Driving through the Cotswolds, where ancient stone farmhouses sit peacefully on top of rolling hills, it’s easy to be charmed. This is where you get England’s biggest horizons, its most beautiful roads and a tactile vision of the country’s rural history. On a fine day in late spring, charming is the default. Hotels that lean on their proximity to this Area of Outstanding Natural Beauty often benefit from the same status. Whatley Manor, however, would still be just as endearing anywhere in the world.
Whatley Manor is one of many 18th-century farmhouse restorations in this region, but it’s the kind of project that really piques our interest: A family falls in love with the property and spends two and a half years restoring it. They evidently spent a lot of money turning Whatley Manor into what it is today, but not a penny has been wasted.
Today, it stands as a luxury, five-star boutique hotel with 23 rooms and suites, 12 acres of manicured gardens, a spa, and a Michelin-starred restaurant, The Dining Room. While I arrived intent on sampling all its delights, it is the restaurant that we have come to investigate.

* * *

# Written task 1
According to the Whatley Manor passage, how long did the family spend restoring the property?
# Written task 2
Please rewrite the Whatley Manor passage, starting with "Whatley Manor is" and going on through "come to investigate.", switching "manicured gardens" to "landscaped gardens".
The lines after this point come from a separate source, not from the Whatley Manor passage.

* * *

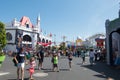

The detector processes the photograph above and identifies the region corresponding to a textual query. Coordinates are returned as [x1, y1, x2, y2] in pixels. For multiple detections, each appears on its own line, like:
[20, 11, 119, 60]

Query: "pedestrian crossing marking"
[0, 72, 9, 76]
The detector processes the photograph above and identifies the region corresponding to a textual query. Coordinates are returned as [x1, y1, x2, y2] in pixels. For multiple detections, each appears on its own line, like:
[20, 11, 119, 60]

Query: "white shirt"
[89, 51, 94, 57]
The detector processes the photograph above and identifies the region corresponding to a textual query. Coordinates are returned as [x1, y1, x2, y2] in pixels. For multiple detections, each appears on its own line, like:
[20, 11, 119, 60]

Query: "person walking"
[68, 52, 73, 70]
[29, 57, 36, 80]
[53, 53, 59, 72]
[89, 49, 94, 66]
[81, 49, 85, 64]
[14, 48, 26, 80]
[38, 48, 44, 70]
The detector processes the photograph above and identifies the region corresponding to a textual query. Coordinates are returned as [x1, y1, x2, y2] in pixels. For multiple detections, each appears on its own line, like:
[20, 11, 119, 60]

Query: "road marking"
[0, 72, 9, 76]
[33, 72, 48, 77]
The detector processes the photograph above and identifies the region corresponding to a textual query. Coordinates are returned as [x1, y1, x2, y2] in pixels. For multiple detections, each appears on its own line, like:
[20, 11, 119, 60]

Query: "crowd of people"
[13, 47, 105, 80]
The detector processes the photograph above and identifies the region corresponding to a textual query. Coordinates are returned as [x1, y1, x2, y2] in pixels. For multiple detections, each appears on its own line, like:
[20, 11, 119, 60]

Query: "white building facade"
[5, 16, 52, 51]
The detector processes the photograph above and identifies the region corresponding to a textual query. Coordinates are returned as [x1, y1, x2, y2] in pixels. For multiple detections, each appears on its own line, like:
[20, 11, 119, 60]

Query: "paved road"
[0, 57, 120, 80]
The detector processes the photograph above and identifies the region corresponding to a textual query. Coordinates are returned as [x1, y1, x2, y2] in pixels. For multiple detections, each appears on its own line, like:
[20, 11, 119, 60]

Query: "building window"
[6, 32, 12, 41]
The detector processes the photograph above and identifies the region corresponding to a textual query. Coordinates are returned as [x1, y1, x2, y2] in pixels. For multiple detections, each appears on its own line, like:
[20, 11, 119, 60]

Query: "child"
[29, 57, 36, 80]
[53, 54, 59, 72]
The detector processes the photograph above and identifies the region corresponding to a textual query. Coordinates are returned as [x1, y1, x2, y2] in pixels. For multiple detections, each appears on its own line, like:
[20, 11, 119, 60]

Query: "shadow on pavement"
[43, 69, 70, 72]
[79, 62, 120, 80]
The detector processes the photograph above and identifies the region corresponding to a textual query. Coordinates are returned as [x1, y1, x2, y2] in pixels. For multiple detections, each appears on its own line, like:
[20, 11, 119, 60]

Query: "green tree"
[0, 22, 7, 53]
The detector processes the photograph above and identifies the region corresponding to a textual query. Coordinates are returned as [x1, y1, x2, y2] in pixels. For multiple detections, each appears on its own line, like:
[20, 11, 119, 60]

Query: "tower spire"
[119, 2, 120, 18]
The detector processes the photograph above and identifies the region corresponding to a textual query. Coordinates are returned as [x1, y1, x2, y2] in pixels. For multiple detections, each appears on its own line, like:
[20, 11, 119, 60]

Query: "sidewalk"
[0, 57, 120, 80]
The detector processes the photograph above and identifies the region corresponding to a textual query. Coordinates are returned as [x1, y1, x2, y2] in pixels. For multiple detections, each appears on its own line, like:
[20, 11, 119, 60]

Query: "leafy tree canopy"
[0, 22, 7, 51]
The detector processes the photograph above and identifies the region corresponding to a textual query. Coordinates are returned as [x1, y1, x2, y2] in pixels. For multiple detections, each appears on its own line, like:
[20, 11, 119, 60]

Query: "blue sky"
[0, 0, 120, 42]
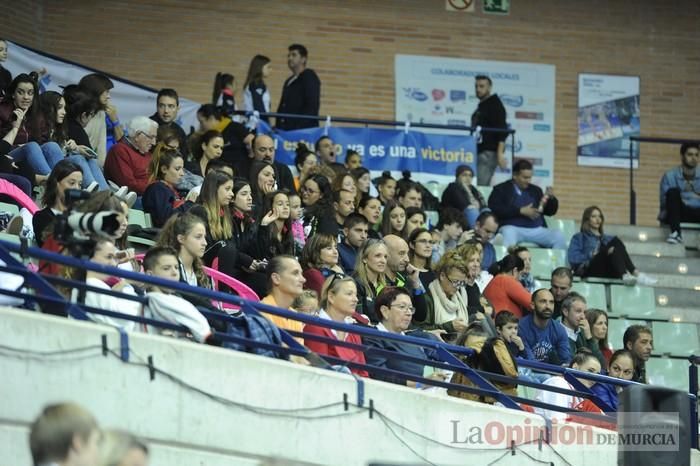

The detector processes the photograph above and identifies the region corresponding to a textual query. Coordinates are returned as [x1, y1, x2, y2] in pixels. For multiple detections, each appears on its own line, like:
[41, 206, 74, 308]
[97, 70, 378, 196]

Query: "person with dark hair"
[211, 72, 236, 119]
[484, 255, 531, 319]
[568, 206, 657, 286]
[591, 350, 634, 413]
[362, 286, 445, 388]
[658, 143, 700, 244]
[78, 73, 124, 161]
[301, 175, 338, 238]
[516, 288, 572, 371]
[304, 274, 369, 377]
[561, 291, 605, 367]
[243, 55, 272, 122]
[586, 309, 612, 368]
[357, 194, 382, 239]
[142, 148, 194, 228]
[489, 159, 566, 249]
[276, 44, 321, 130]
[535, 348, 602, 423]
[474, 211, 498, 270]
[345, 149, 362, 171]
[150, 88, 190, 160]
[471, 74, 508, 186]
[549, 267, 574, 320]
[622, 325, 654, 383]
[29, 403, 101, 466]
[0, 73, 63, 183]
[197, 104, 254, 174]
[377, 171, 396, 205]
[494, 310, 534, 360]
[433, 207, 467, 262]
[396, 181, 423, 209]
[260, 254, 306, 344]
[252, 134, 296, 191]
[338, 212, 369, 274]
[32, 159, 83, 247]
[314, 136, 336, 164]
[440, 165, 488, 228]
[294, 143, 318, 191]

* * *

# Answer 1
Two and a half years.

# Answer 2
Whatley Manor is one of many 18th-century farmhouse restorations in this region, but it’s the kind of project that really piques our interest: A family falls in love with the property and spends two and a half years restoring it. They evidently spent a lot of money turning Whatley Manor into what it is today, but not a penny has been wasted.
Today, it stands as a luxury, five-star boutique hotel with 23 rooms and suites, 12 acres of landscaped gardens, a spa, and a Michelin-starred restaurant, The Dining Room. While I arrived intent on sampling all its delights, it is the restaurant that we have come to investigate.